_Text extract_

....................

Oops, I skipped over this part ^
 
> Without context, this does look a little weird — does it allow *any*
> change, given caller_uid needs to match both new and inode uid?
> Sort of the common case would be that the admin cap gets hit toward
> the beginning of the function and just allows it without ever reaching
> this point.

Yeah, the check is a bit weird.  It looks like

1- A normal cap that specifies a uid can't ever change the uid.  This 
conditional could be simplified/clarified...

2- If you have a pair of caps, like

  allow * uid=1, allow * uid=2

we still don't let you chown between uid 1 and 2.  Well, not as caller_uid 
1 or 2 (which is fine), but

3- Jeff is right, we don't allow root to chown between allowed uids.  
Like if you had

  allow * uid=0

shouldn't that let you chown anything?  I didn't really consider this 
case since most users would just do

  allow *

which can do anything (including chown).  But probably the 'allow * uid=0' 
case should be handled properly.

....................

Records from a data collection

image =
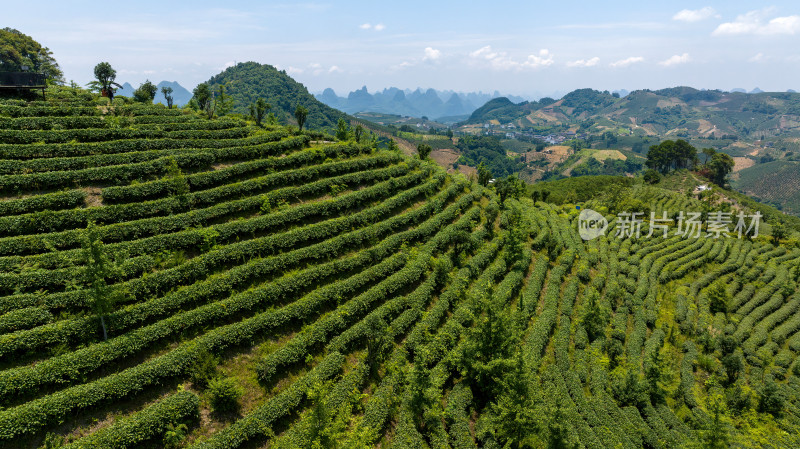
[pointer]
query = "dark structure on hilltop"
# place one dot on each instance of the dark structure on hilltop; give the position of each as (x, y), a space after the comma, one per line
(23, 81)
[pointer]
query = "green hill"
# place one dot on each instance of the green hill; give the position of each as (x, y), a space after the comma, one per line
(681, 111)
(776, 182)
(248, 81)
(258, 289)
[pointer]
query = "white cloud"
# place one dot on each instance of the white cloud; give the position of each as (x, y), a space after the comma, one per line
(675, 60)
(584, 62)
(501, 61)
(294, 70)
(627, 61)
(431, 54)
(695, 15)
(485, 52)
(755, 22)
(543, 59)
(369, 26)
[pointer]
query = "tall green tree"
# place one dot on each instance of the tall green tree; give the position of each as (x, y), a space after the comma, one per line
(167, 92)
(18, 49)
(342, 130)
(779, 233)
(203, 97)
(145, 93)
(509, 187)
(104, 80)
(484, 175)
(258, 110)
(719, 167)
(300, 114)
(671, 155)
(223, 103)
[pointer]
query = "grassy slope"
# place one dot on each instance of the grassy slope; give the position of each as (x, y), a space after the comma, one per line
(775, 182)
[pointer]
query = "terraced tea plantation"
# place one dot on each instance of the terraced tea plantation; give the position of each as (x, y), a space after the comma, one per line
(172, 281)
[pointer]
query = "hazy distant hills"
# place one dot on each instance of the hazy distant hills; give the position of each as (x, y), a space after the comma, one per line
(678, 111)
(180, 95)
(246, 82)
(418, 103)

....................

_Required work_
In the message about caps, what can a user with a plain "allow *" cap do? The lines above are material kept separate from the message about caps.

_Response_
Anything, including chown.